→ Job A: Which lines in the rows below contain the string "wooden"? Gather every one of them and copy each line in full.

→ Excerpted text:
We stack our firewood to season on a concrete base, which falls towards the nearby ground to help remove moisture from the stack.
This allows the lower layers of wood to properly season without the worry of the wood going bad. The concrete base prevents the wood from sucking up the moisture in the ground and also helps to drain any excess moisture off into the adjacent ground.
You can also stack your wood off the ground by placing each end on a long piece of wood such a pressure treated 2×4’s. This will help to prevent moisture from reaching the firewood and the pressure treated wood will be able to withstand the moisture from the ground.
You can also use a firewood rack or wood shed to stack your firewood inside of, which will have legs or a suitable base that will keep your firewood off the ground.
We also stack some of our wood closer to our home within a wood shed, and it keeps the seasoned wood remaining dry and ready for use in our fires.
Keeping The Stack Of Firewood Covered
In order for firewood quickly and efficiently it must remain dry throughout the process. Wood that remains constantly wet without any time to dry can start to go bad rather than dry out properly.
If you live in an area where it can be common to rain periodically throughout the year then it’s worth protecting the wood from any rain or snow.

→ Stored data:
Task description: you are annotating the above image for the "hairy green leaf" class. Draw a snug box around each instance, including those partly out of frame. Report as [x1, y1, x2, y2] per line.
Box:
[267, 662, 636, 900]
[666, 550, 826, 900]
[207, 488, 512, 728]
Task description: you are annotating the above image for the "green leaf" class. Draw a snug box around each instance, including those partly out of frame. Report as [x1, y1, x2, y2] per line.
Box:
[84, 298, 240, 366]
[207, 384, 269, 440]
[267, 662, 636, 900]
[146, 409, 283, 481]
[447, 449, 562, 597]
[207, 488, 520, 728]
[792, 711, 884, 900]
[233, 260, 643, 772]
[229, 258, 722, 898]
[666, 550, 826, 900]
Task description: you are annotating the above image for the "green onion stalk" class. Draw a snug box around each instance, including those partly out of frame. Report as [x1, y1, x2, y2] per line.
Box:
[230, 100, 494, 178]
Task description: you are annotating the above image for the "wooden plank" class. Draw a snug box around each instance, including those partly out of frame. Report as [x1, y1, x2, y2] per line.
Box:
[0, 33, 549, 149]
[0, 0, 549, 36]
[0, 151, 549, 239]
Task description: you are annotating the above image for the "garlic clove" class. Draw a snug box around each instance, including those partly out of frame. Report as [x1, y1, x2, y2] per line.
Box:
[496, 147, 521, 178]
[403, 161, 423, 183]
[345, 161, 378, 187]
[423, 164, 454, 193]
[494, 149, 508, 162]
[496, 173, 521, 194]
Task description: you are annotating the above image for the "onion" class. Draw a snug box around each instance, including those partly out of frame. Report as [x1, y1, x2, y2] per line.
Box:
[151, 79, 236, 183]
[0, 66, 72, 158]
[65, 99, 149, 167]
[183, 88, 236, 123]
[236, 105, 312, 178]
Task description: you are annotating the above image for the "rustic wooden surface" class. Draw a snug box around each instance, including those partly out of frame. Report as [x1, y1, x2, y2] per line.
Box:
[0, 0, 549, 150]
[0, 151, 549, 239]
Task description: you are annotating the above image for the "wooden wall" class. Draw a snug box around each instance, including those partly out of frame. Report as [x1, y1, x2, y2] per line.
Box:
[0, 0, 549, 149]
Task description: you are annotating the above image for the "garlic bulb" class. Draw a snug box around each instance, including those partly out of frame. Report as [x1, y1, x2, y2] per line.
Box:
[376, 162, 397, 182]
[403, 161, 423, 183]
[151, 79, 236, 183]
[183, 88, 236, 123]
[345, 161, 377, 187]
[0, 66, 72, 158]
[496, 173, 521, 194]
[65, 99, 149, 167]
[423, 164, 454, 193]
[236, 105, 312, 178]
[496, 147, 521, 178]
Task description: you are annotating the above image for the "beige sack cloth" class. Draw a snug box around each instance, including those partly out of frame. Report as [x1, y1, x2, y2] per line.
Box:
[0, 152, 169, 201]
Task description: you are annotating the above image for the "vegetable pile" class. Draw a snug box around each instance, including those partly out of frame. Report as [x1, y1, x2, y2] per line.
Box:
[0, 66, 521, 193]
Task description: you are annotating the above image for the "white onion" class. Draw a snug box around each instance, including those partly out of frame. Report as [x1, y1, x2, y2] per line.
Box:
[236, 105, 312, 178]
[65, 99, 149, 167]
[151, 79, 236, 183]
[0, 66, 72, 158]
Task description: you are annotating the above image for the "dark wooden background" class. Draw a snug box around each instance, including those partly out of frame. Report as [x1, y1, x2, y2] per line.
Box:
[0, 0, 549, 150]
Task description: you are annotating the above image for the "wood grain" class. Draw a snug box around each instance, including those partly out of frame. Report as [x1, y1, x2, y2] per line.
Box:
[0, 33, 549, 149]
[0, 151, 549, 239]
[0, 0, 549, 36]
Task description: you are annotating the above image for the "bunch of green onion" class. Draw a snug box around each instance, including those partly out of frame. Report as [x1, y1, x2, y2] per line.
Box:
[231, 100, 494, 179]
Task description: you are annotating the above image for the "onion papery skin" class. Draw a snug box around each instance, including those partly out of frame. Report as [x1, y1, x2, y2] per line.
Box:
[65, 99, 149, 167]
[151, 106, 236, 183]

...

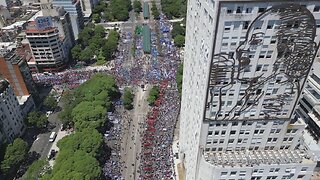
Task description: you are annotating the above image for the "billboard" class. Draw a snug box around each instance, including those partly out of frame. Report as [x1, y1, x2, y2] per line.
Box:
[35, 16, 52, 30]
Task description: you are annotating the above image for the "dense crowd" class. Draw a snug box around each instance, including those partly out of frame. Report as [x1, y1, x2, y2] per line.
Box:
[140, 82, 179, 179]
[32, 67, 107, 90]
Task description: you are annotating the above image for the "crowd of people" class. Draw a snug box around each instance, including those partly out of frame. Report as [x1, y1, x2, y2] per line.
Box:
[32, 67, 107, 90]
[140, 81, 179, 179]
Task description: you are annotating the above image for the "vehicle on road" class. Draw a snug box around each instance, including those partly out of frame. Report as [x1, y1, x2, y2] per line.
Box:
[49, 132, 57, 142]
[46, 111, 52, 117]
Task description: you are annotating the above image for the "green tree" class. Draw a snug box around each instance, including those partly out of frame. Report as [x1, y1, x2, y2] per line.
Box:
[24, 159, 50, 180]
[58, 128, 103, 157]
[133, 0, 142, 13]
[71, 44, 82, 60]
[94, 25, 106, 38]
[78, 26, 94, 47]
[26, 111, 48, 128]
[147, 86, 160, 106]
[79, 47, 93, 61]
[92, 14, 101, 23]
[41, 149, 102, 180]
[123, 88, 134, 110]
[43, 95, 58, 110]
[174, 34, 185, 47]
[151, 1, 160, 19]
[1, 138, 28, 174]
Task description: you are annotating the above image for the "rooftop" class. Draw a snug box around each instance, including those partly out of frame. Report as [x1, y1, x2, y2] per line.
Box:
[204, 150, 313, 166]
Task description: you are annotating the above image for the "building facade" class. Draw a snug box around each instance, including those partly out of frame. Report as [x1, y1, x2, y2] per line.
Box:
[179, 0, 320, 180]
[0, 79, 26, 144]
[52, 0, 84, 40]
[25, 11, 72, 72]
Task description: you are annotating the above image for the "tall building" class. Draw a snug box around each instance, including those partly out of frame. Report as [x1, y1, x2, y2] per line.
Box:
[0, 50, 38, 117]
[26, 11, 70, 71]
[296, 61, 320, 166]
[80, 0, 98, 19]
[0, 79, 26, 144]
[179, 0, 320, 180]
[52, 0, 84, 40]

→ Job B: What bases or structures for stacking firewood does the firewood text above mention?

→ Task result A:
Task description: you are annotating the above image for the "wooden plank" class. Draw a snug box around each instance, including those partly out of frame. Report as [x1, y1, x2, y2] per line.
Task description: you are annotating the above image for the "rustic wooden surface" class. Draw a snug box around each instance, including those partly out of frame. Report as [x1, y1, x2, y2] per line.
Task description: you are annotating the above image for the "wooden wall" class. Draw a snug box around each instance, including those partly out of frame. Report as [x1, y1, x2, y2] per line.
Task description: you are annotating the above image for the "dark wooden background" class. Draw a snug box around each instance, including those partly out of frame. Report as [x1, y1, x2, y2] per line.

→ Task result B:
- A concrete base
- Long pieces of wood such as pressure treated 2×4's
- A firewood rack
- A wood shed